**** RECORD EXCERPTS ****
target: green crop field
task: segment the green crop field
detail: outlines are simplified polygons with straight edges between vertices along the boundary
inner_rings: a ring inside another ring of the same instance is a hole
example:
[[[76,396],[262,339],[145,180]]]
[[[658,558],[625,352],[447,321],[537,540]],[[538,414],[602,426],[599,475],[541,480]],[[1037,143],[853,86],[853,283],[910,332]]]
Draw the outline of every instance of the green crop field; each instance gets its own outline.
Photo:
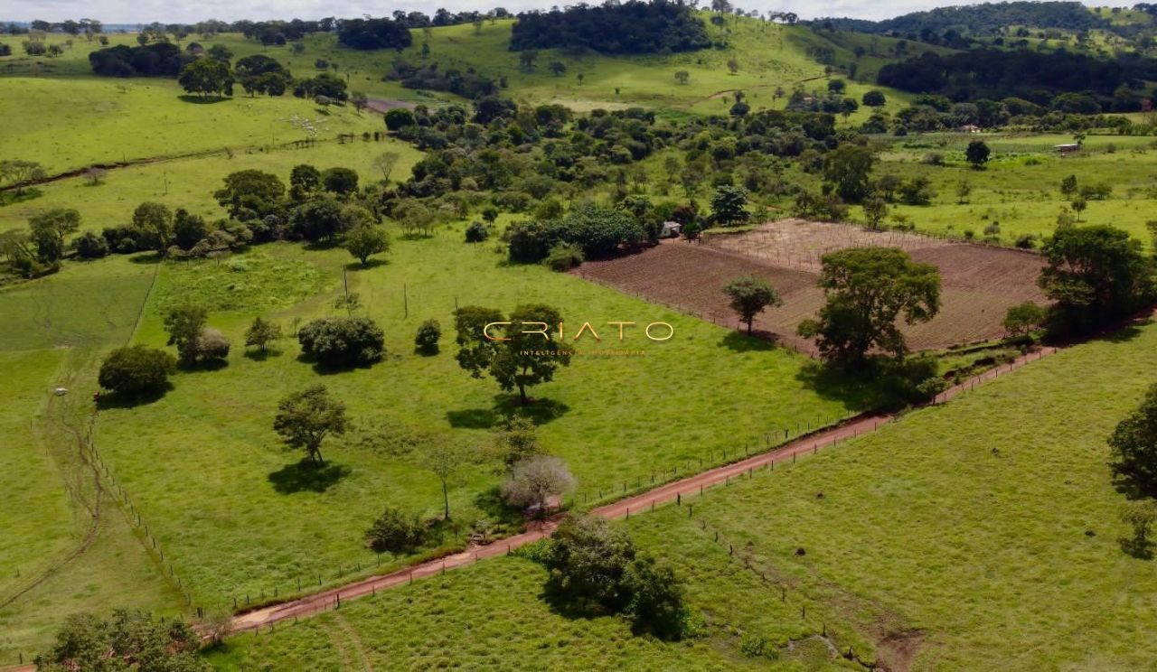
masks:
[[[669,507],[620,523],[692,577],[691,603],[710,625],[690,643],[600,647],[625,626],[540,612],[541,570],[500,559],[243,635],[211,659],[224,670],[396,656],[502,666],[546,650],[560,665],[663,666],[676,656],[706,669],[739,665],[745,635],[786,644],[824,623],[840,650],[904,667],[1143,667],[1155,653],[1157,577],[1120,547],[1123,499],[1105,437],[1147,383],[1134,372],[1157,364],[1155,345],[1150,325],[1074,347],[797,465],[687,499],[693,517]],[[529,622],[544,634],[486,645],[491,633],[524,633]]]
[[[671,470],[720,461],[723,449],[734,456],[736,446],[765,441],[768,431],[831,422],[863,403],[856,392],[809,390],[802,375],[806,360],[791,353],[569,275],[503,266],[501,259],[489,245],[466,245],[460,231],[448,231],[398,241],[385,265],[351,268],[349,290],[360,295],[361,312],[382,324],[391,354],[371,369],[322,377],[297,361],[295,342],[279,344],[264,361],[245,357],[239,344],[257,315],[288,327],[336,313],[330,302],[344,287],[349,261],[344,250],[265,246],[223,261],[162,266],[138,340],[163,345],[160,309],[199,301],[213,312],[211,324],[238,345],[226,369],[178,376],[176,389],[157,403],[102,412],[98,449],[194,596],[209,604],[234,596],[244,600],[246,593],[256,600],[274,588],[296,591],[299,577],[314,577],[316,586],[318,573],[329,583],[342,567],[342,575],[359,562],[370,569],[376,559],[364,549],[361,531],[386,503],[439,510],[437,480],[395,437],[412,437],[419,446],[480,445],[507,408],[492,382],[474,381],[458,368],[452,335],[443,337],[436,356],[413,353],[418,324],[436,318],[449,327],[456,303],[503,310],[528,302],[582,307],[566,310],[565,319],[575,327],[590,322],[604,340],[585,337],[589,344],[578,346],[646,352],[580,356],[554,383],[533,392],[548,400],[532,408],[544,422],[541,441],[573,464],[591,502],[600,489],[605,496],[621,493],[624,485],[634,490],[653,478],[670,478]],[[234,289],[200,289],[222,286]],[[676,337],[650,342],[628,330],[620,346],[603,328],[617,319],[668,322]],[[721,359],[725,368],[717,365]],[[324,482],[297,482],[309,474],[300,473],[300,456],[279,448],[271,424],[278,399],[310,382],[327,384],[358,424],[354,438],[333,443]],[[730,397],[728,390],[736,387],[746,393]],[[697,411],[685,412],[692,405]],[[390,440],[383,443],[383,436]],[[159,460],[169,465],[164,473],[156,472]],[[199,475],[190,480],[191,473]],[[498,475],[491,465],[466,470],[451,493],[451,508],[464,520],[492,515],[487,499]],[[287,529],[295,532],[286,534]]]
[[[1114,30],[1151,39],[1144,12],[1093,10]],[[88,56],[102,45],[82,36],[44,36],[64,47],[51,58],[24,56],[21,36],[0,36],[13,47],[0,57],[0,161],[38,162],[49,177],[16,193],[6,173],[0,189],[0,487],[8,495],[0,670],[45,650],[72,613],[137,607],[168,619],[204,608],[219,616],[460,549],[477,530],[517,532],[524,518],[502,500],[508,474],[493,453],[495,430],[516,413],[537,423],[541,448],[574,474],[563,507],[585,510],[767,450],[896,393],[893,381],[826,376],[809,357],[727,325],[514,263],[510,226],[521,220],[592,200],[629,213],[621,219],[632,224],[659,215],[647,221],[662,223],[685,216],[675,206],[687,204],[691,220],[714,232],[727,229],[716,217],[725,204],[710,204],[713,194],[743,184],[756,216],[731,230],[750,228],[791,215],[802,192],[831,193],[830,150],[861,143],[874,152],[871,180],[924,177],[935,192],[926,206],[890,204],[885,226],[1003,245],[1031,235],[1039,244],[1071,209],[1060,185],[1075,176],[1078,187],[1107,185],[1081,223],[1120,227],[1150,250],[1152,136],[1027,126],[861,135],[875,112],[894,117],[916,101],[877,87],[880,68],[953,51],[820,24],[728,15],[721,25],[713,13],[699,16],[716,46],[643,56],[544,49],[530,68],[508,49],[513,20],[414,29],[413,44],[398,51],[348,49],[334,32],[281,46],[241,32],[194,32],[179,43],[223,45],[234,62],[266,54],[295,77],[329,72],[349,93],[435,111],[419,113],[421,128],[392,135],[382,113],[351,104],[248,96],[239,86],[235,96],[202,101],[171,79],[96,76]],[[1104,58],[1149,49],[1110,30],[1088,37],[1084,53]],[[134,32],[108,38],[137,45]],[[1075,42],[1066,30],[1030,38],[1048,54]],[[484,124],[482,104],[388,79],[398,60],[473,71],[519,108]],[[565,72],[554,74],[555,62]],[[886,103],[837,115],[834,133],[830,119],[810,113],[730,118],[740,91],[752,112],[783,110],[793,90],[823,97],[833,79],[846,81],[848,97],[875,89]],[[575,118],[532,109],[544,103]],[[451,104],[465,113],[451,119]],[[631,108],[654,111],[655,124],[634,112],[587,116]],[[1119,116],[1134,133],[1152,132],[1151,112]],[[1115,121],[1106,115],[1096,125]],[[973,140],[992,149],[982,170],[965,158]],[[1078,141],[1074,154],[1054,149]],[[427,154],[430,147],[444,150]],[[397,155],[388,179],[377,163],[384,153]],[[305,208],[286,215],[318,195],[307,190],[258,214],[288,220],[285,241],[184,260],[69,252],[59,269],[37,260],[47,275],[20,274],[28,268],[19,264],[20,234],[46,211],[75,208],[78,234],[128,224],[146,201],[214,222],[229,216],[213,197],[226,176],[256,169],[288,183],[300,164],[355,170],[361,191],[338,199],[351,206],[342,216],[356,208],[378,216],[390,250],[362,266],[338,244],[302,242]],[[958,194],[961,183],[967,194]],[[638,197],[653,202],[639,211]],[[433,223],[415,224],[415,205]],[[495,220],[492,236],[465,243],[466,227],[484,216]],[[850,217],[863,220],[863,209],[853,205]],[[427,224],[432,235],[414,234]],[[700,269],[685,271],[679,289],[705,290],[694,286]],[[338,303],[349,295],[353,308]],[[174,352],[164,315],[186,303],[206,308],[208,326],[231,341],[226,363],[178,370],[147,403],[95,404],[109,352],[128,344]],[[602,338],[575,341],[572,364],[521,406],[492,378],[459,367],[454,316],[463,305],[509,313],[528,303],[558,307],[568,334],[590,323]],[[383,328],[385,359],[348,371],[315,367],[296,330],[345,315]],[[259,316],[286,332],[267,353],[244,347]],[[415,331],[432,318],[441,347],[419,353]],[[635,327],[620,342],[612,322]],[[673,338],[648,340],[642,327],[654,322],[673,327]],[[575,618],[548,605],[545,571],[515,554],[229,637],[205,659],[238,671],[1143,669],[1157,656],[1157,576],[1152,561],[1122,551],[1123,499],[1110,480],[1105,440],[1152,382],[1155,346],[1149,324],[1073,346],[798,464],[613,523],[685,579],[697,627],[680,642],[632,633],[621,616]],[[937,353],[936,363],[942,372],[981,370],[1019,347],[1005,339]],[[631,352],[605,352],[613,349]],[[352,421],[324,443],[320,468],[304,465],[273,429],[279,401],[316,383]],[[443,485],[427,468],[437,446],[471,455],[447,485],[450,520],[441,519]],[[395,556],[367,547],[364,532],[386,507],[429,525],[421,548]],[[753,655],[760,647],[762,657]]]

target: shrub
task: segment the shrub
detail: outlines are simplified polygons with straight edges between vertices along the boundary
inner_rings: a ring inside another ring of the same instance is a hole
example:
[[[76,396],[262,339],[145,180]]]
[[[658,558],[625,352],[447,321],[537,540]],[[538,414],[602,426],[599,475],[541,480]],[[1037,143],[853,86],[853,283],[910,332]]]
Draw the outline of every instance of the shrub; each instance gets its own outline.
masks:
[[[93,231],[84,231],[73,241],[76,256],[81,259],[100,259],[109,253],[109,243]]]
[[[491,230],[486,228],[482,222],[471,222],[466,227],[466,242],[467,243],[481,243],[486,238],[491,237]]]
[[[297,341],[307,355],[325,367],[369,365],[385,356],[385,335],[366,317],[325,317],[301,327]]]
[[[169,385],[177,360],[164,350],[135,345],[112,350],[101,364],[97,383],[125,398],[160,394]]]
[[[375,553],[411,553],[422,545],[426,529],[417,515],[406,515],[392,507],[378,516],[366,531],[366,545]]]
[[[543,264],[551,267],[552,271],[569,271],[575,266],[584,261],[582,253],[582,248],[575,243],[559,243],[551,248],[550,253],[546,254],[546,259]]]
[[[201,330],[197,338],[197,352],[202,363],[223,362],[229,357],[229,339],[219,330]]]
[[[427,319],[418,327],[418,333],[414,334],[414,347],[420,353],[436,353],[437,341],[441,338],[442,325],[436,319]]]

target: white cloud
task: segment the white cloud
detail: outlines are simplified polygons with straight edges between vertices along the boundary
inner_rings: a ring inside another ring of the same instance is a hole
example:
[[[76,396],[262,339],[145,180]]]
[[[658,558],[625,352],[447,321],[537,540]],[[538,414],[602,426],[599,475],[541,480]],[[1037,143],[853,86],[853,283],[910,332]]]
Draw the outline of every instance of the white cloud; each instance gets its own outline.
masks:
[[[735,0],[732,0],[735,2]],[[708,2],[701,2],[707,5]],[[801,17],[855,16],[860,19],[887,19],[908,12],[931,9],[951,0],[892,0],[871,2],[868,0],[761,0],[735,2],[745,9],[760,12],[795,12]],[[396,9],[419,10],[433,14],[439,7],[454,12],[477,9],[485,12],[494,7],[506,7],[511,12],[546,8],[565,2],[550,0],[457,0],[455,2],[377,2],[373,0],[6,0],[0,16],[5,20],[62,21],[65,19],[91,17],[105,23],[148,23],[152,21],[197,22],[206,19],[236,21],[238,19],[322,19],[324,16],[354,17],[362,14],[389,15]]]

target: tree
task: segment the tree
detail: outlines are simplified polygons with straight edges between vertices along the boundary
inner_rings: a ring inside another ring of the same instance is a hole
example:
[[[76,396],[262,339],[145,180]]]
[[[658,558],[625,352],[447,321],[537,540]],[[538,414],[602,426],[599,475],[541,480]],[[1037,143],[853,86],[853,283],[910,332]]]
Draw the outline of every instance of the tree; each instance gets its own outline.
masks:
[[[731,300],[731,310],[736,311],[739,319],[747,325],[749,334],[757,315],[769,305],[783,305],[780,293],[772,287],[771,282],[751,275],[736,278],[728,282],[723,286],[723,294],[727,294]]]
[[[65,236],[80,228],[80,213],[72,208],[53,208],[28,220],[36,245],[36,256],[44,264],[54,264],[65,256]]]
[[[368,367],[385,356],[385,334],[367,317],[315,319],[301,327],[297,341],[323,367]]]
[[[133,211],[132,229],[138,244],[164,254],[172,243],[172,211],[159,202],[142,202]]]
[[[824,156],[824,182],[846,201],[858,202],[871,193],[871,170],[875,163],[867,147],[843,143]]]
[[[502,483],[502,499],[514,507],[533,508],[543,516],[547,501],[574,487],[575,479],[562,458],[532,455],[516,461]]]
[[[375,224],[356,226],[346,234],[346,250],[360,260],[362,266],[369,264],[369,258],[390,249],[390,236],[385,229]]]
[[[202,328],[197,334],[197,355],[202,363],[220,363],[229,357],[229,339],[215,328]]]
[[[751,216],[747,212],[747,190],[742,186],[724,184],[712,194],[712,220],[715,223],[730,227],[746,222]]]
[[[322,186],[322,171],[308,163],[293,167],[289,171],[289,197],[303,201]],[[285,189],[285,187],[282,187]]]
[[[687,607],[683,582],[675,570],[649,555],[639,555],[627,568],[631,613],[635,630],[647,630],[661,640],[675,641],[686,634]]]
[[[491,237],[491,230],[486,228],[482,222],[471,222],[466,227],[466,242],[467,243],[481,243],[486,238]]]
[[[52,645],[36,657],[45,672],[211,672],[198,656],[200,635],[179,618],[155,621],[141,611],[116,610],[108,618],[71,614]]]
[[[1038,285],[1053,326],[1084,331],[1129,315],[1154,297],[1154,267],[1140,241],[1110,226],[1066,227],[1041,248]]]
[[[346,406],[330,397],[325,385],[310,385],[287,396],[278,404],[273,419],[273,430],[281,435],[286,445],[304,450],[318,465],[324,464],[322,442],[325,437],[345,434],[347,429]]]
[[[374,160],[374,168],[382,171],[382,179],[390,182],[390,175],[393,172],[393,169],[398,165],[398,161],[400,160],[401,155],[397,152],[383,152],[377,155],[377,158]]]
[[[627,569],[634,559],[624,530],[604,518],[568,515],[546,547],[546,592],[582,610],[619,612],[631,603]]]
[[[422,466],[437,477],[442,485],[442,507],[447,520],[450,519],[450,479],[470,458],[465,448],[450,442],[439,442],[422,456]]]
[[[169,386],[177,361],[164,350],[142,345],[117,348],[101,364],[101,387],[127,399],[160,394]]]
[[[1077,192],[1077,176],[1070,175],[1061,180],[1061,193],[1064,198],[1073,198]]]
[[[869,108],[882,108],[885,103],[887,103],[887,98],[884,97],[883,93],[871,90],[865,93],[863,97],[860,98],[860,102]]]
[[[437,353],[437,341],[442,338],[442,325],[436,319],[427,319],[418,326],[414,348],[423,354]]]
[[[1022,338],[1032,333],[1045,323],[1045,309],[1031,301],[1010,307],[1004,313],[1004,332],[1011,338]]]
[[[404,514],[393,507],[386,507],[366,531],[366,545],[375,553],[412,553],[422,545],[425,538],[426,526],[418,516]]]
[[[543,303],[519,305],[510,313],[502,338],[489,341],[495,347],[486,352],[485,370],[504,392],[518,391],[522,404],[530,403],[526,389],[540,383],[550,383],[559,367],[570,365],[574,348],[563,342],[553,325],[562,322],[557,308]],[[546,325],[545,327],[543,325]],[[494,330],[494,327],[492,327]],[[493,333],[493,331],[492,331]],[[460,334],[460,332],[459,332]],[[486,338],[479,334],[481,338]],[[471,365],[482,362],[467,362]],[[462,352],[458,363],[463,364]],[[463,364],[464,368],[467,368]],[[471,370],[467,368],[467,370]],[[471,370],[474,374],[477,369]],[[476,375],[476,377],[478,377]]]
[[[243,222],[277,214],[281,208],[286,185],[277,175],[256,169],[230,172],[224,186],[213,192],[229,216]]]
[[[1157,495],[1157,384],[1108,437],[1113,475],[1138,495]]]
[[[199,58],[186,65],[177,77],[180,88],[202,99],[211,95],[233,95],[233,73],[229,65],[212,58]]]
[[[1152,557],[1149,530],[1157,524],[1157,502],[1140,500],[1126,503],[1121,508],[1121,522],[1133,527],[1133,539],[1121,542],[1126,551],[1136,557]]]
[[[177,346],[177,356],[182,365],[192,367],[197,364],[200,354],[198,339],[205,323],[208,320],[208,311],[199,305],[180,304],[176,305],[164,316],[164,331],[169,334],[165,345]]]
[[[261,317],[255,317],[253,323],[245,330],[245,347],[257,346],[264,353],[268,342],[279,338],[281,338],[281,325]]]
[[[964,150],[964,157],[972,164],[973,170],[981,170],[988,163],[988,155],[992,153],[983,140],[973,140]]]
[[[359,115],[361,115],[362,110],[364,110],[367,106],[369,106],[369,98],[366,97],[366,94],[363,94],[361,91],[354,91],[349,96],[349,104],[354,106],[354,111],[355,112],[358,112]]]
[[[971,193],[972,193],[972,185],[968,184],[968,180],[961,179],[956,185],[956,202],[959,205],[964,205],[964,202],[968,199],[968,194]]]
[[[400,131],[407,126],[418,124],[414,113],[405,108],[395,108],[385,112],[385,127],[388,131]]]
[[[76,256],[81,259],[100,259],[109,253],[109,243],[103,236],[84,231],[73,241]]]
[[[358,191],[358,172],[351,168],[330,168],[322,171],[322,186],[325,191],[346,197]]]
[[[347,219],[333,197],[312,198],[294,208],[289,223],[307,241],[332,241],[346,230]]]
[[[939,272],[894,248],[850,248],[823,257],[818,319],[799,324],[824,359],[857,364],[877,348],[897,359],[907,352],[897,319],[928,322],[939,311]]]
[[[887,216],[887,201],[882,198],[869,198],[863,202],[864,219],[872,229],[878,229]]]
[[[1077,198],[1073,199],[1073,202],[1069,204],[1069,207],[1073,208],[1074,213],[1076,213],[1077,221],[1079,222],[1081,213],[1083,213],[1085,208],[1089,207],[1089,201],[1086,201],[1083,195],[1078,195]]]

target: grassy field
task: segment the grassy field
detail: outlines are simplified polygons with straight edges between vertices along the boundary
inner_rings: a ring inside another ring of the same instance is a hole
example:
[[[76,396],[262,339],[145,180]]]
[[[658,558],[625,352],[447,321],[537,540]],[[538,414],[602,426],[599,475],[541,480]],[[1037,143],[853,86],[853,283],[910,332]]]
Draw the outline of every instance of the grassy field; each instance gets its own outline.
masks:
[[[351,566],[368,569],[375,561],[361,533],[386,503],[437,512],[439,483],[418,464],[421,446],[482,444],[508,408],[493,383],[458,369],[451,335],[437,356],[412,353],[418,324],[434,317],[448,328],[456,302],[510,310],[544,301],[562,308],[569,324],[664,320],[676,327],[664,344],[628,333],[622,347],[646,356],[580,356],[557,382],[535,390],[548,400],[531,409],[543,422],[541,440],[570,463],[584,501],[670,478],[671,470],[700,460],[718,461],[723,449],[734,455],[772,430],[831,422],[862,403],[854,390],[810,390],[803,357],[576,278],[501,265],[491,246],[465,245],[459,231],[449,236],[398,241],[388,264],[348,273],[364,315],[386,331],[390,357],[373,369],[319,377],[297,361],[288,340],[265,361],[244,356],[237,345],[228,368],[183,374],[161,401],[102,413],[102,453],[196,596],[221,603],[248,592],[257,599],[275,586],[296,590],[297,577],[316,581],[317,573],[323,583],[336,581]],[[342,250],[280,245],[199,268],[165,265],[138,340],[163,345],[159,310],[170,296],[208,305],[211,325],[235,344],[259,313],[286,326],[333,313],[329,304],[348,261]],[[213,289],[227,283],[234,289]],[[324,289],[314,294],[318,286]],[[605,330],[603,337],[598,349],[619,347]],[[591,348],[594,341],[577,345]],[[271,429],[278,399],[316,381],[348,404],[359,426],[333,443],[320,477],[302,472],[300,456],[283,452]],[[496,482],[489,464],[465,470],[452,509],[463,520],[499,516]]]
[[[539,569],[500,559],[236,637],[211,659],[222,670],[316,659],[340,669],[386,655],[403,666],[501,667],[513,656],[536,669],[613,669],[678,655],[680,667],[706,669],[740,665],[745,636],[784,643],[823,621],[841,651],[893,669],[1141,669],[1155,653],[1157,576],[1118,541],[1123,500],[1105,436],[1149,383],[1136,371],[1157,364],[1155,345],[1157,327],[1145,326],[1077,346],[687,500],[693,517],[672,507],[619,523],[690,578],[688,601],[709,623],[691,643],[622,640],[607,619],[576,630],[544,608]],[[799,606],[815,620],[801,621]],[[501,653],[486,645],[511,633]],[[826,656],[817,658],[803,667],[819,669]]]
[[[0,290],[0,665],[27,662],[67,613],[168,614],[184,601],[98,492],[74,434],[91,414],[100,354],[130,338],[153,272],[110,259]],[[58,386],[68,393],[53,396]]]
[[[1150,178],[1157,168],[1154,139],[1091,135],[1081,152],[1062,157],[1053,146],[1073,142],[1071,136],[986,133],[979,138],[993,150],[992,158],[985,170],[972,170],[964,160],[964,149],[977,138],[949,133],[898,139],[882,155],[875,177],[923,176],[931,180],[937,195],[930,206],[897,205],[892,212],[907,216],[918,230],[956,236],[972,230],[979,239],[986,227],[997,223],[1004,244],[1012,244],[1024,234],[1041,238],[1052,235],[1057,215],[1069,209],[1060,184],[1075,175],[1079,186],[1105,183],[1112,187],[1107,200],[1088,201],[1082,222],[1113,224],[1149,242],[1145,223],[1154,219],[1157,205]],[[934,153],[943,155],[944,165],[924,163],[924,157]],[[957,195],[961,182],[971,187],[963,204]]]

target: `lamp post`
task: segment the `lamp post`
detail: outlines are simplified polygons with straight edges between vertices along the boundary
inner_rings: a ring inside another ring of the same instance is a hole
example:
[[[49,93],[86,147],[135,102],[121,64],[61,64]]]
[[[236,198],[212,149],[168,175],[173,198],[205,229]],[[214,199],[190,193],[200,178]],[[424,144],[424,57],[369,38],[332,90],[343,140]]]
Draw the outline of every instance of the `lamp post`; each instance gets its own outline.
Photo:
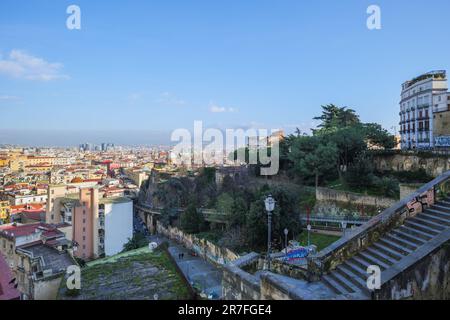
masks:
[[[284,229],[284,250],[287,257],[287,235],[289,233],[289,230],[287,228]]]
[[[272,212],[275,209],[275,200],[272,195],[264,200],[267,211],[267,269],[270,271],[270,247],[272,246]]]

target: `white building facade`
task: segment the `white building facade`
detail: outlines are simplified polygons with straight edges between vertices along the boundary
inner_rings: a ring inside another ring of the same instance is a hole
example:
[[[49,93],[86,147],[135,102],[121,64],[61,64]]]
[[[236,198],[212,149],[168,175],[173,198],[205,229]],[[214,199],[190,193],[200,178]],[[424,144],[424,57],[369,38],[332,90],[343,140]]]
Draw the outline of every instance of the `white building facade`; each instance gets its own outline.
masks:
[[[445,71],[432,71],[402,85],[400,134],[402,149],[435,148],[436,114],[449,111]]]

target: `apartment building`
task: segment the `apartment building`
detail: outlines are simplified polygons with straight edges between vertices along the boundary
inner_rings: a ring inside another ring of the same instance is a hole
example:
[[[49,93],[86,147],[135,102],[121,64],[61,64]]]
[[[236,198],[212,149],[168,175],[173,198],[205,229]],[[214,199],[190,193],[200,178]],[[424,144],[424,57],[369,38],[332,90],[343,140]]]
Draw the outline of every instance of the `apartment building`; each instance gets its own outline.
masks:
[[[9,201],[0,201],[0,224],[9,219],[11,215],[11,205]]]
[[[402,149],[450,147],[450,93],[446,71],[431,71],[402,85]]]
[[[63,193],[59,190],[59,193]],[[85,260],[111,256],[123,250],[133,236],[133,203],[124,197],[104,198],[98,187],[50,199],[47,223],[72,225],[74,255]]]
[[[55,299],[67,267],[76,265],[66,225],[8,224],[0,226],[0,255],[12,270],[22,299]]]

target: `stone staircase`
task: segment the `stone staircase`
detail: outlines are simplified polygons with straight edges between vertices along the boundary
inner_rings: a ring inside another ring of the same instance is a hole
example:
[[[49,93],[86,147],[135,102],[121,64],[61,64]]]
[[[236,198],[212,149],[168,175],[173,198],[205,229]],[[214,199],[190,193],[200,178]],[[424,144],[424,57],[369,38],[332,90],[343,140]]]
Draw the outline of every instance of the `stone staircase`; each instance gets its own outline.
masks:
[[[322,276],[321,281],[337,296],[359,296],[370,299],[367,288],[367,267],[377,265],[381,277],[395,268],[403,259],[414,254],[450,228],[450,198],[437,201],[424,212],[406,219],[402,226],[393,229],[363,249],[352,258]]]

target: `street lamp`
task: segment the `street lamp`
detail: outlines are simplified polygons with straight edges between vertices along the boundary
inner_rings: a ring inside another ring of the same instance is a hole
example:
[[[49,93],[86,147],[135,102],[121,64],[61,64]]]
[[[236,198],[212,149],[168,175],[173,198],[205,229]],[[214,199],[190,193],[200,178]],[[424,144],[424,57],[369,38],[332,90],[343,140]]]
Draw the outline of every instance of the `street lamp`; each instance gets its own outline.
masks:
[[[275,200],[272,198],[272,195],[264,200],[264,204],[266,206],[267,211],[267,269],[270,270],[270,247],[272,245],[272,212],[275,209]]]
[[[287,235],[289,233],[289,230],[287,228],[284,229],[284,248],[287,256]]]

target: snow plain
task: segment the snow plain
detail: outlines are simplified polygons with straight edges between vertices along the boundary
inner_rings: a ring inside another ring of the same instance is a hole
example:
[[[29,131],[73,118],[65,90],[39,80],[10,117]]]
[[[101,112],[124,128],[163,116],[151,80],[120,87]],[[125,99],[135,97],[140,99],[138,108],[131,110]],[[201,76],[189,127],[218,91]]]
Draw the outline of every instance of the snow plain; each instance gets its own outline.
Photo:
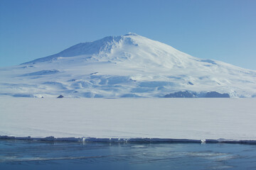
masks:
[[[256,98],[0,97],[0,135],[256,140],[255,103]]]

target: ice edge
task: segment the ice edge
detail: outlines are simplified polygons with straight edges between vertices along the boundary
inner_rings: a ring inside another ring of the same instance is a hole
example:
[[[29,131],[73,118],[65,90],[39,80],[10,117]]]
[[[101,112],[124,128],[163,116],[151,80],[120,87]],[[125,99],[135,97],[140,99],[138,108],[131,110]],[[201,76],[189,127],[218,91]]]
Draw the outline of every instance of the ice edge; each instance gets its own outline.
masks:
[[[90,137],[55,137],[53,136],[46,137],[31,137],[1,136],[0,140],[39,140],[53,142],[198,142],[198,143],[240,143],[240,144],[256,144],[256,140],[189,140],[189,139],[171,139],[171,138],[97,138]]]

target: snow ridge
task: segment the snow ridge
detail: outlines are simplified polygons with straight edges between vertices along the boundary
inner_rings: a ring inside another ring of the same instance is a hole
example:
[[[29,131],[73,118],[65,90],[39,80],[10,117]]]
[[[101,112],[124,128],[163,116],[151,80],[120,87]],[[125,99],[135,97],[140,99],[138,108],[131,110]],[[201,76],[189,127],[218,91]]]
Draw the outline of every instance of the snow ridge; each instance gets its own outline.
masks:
****
■ EXERCISE BRIEF ■
Repeat only the stretch of lines starting at the one containing "target: ice edge" and running to the final line of the entries above.

■ EXPECTED OUTPUT ■
target: ice edge
task: segment the ice edge
detail: outlines are simplified polygons with straight edges between vertices along the boundary
inner_rings: a ring inside another ring of the same instance is a hole
example:
[[[29,131],[73,118],[65,90],[39,80],[10,117]]]
[[[101,112],[124,128],[163,116],[151,80],[120,87]],[[125,99],[135,97],[140,99],[138,108],[131,110]],[[201,76],[189,127],[218,91]]]
Draw the outline of every instance of the ice edge; each instance gets its own outline.
masks:
[[[90,137],[55,137],[53,136],[46,137],[31,137],[1,136],[0,140],[39,140],[53,142],[198,142],[198,143],[240,143],[240,144],[256,144],[256,140],[189,140],[189,139],[171,139],[171,138],[97,138]]]

target: snow ridge
task: segment the snow ridge
detail: outlines are simplified polygons with straight edges between vertices along the boundary
inner_rings: a ring inside another ring of the same instance is a hole
example:
[[[29,131],[73,118],[65,90],[39,80],[10,117]]]
[[[101,112],[124,128],[163,116],[151,80],[120,87]],[[125,99],[135,97],[140,99],[138,108],[131,110]],[[201,76],[189,127],[218,91]]]
Draw the outline of every instance of the snow ridge; each instance gets its own outline.
masks:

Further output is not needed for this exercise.